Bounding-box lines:
>>>
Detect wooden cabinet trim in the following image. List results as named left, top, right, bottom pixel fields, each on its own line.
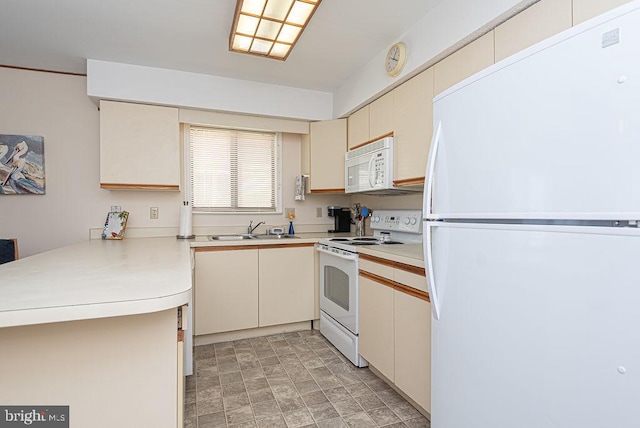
left=349, top=132, right=393, bottom=150
left=359, top=254, right=427, bottom=277
left=256, top=242, right=315, bottom=250
left=395, top=282, right=431, bottom=302
left=309, top=188, right=344, bottom=194
left=393, top=177, right=424, bottom=187
left=358, top=270, right=431, bottom=302
left=358, top=269, right=397, bottom=288
left=195, top=245, right=259, bottom=253
left=100, top=183, right=180, bottom=190
left=358, top=254, right=396, bottom=267
left=195, top=242, right=315, bottom=253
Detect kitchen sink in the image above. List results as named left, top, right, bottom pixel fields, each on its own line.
left=253, top=235, right=299, bottom=239
left=209, top=233, right=299, bottom=241
left=209, top=234, right=254, bottom=241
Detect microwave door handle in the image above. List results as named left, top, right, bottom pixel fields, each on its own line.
left=316, top=247, right=358, bottom=260
left=369, top=156, right=376, bottom=188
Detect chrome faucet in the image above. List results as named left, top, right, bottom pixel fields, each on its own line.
left=247, top=220, right=264, bottom=235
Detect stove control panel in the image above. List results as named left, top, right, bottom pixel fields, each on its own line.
left=370, top=210, right=422, bottom=233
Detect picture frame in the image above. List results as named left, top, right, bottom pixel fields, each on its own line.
left=0, top=134, right=46, bottom=195
left=102, top=211, right=129, bottom=240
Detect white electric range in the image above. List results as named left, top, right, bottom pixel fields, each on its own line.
left=316, top=210, right=422, bottom=367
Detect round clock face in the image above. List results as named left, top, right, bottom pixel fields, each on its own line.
left=384, top=43, right=407, bottom=76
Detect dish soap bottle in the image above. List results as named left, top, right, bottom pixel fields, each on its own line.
left=289, top=213, right=296, bottom=235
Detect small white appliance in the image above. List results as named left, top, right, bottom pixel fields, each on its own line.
left=424, top=1, right=640, bottom=428
left=316, top=210, right=422, bottom=367
left=344, top=136, right=421, bottom=194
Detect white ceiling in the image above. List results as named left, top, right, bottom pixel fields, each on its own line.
left=0, top=0, right=446, bottom=92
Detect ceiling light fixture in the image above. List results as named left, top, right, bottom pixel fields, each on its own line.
left=229, top=0, right=322, bottom=61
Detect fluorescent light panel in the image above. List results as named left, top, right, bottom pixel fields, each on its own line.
left=229, top=0, right=322, bottom=61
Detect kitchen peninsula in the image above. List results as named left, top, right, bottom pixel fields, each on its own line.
left=0, top=238, right=191, bottom=428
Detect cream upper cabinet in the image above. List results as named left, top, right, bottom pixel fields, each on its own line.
left=100, top=101, right=180, bottom=190
left=394, top=291, right=431, bottom=412
left=358, top=275, right=395, bottom=382
left=194, top=248, right=258, bottom=335
left=494, top=0, right=572, bottom=62
left=309, top=119, right=347, bottom=193
left=433, top=30, right=494, bottom=95
left=573, top=0, right=629, bottom=25
left=369, top=91, right=394, bottom=140
left=258, top=244, right=315, bottom=327
left=347, top=104, right=370, bottom=150
left=393, top=68, right=433, bottom=186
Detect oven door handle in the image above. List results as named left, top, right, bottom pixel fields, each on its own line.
left=316, top=247, right=358, bottom=260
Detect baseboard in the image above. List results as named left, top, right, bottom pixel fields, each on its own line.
left=193, top=320, right=319, bottom=346
left=369, top=363, right=431, bottom=420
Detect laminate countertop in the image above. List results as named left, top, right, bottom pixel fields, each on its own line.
left=191, top=232, right=424, bottom=267
left=0, top=237, right=192, bottom=327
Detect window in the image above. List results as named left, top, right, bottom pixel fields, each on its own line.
left=190, top=126, right=280, bottom=212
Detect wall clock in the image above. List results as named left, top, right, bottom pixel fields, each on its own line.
left=384, top=42, right=407, bottom=77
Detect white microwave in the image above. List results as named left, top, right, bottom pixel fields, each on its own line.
left=344, top=137, right=393, bottom=193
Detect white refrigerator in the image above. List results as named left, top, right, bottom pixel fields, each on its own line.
left=423, top=1, right=640, bottom=428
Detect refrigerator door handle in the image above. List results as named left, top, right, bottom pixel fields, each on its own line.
left=423, top=121, right=442, bottom=219
left=424, top=221, right=440, bottom=320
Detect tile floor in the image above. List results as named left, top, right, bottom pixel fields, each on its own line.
left=184, top=331, right=430, bottom=428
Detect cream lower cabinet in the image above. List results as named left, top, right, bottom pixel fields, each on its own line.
left=394, top=291, right=431, bottom=412
left=258, top=244, right=315, bottom=327
left=358, top=275, right=395, bottom=381
left=358, top=254, right=431, bottom=412
left=194, top=247, right=258, bottom=335
left=194, top=243, right=316, bottom=336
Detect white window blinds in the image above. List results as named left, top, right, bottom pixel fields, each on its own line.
left=190, top=126, right=278, bottom=212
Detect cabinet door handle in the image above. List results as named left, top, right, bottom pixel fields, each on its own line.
left=316, top=247, right=358, bottom=260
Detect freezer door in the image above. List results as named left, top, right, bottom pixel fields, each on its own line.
left=431, top=224, right=640, bottom=428
left=425, top=2, right=640, bottom=219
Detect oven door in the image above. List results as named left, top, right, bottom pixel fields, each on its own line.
left=316, top=246, right=358, bottom=334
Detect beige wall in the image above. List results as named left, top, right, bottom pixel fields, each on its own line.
left=0, top=67, right=348, bottom=257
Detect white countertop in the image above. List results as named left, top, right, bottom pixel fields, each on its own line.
left=191, top=232, right=424, bottom=267
left=0, top=237, right=191, bottom=327
left=358, top=244, right=424, bottom=268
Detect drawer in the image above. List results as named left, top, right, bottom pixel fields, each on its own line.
left=393, top=268, right=429, bottom=292
left=358, top=258, right=393, bottom=280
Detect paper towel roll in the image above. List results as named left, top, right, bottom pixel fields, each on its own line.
left=178, top=204, right=193, bottom=238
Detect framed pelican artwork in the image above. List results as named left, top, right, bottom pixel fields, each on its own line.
left=0, top=134, right=45, bottom=195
<<<
Retype the stretch from the line containing "Detect kitchen peninsula" through the line containing "left=0, top=238, right=191, bottom=428", word for word.

Detect kitchen peninsula in the image above. List results as named left, top, right, bottom pixel fields, each on its own line.
left=0, top=238, right=191, bottom=428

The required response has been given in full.